## [Exercise passage]
|---|

Spanish publishing house Seix Barral will release a volume of more than 20 previously unpublished poems by the Chilean poet Pablo Neruda after the manuscripts were found in a drawer at the Neruda Foundation Library, according to EFE. The publishing house says the book will be published at the end of 2014 in Latin America and at the beginning of 2015 in Spain, to correspond with the 110th anniversary of the poet’s birthday and 90th anniversary of the release of “20 Love Poems and a Song of Despair,” Neruda’s best-known work.
Seix Barral wrote in its announcement that with the certification of authorship performed on the poems “makes them the greatest discovery in Spanish letters in recent years, a literary achievement of universal importance.” EFE notes that the poems to appear in the new volume were written after “Canto General” (1950), during a period largely seen as the most fruitful of Neruda’s life. Only two new volumes of the poet’s work have been published posthumously, in 1980 and 1996 -- both of work from his youth and adolescence.

|---|

## [Dataset excerpts]
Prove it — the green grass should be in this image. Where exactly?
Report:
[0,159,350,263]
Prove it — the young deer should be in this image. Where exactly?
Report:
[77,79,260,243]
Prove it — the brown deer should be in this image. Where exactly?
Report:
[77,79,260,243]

|---|

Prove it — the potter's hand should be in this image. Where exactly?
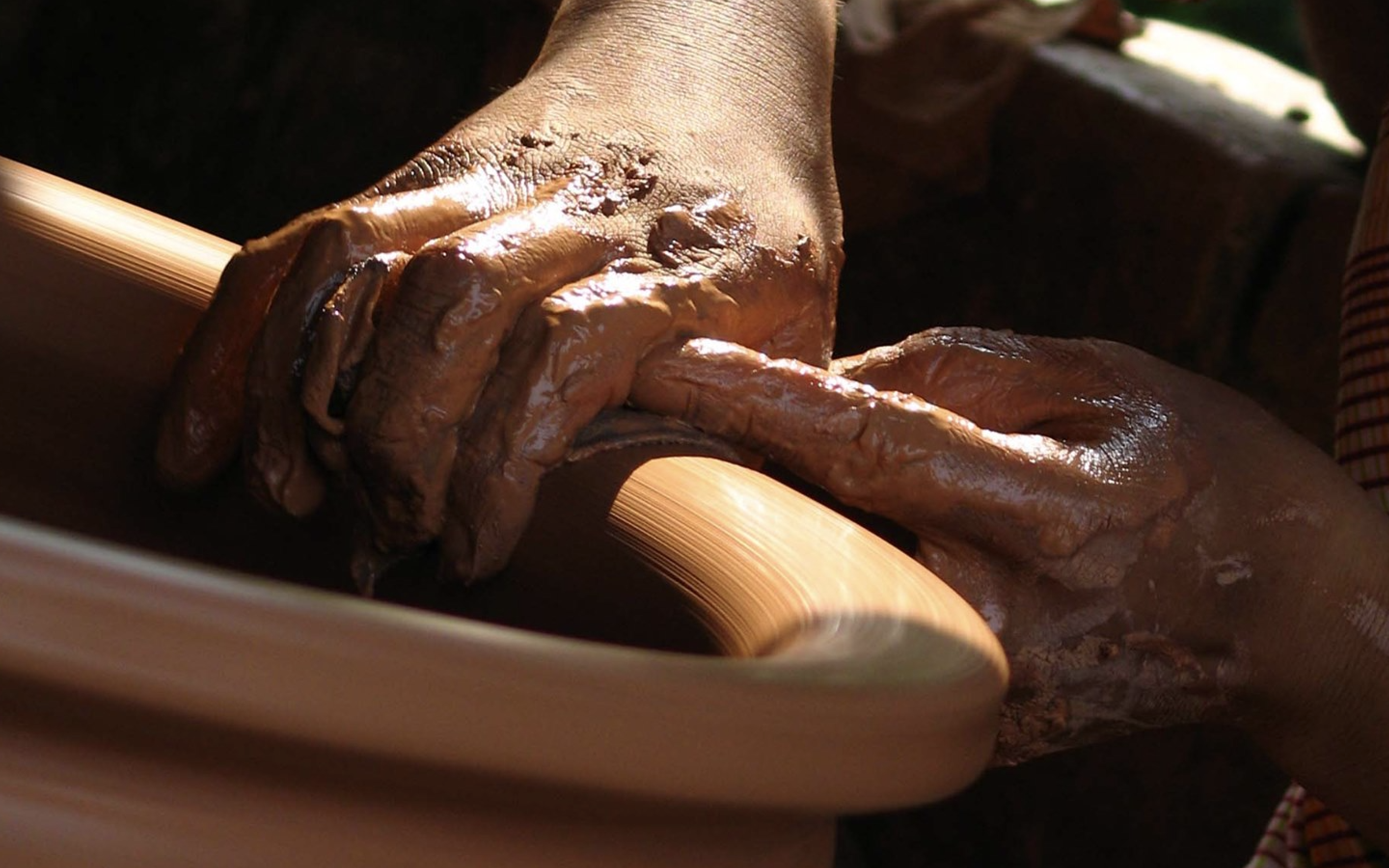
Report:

|---|

## [Activities]
a: In the article about the newly found Neruda poems, where were the manuscripts discovered?
b: Continue the article about the newly found Neruda poems from its last sentence.

## [Responses by item number]
a: In a drawer at the Neruda Foundation Library.

b:
The news comes as an investigation by Chile’s medical legal service continues on the question of Neruda’s mysterious death in 1973 -- the official cause is cancer, but Neruda’s longtime driver says he believes the poet was injected with poison while in the hospital. The Associated Press reported this weekend that judge Mario Carroza, who is heading the investigation, has ordered more tests on the poet’s cadaver -- exhumed in April 2013 for the purposes of the inquiry -- after initial forensic tests on Neruda’s bones revealed no trace of suspicious substances.